ACTION ITEM: Would you please copy exactly the line with "Locate every instance of the flat" and all lines that follow it in the data below, through the last one?

Dataset entries:

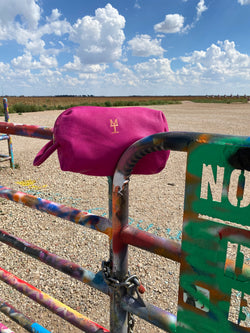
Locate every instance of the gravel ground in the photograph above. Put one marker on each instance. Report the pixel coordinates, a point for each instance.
(156, 204)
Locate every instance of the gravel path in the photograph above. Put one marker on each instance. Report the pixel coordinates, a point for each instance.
(156, 204)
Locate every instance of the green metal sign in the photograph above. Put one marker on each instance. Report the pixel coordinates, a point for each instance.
(214, 275)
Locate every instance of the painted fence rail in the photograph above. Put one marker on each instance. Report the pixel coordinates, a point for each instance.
(10, 156)
(212, 221)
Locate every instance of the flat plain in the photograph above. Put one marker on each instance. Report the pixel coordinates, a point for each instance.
(156, 205)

ANSWER TO THIS EXERCISE:
Locate every instance of the flat plain in the photograph above. Put one marker on each instance. Report the pixel coordinates, a point for each instance.
(156, 205)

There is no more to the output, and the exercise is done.